## ЦЕЛЬ ЗАДАНИЯ
Перемасштабируйте записи ниже: перепишите все их строки целиком, включая запросы, но каждую координату рамок в ответах умножьте на 2,2 и округлите до целого, половины в большую сторону.

## ИСХОДНЫЕ ЗАПИСИ
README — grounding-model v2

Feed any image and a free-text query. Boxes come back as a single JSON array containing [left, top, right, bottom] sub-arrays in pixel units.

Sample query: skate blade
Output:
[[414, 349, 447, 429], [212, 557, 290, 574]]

## ПОЛНЫЙ РЕЗУЛЬТАТ
README — grounding-model v2

Feed any image and a free-text query. Boxes come back as a single JSON array containing [left, top, right, bottom] sub-arrays in pixel units.

Sample query: skate blade
Output:
[[911, 768, 983, 944], [466, 1225, 638, 1263]]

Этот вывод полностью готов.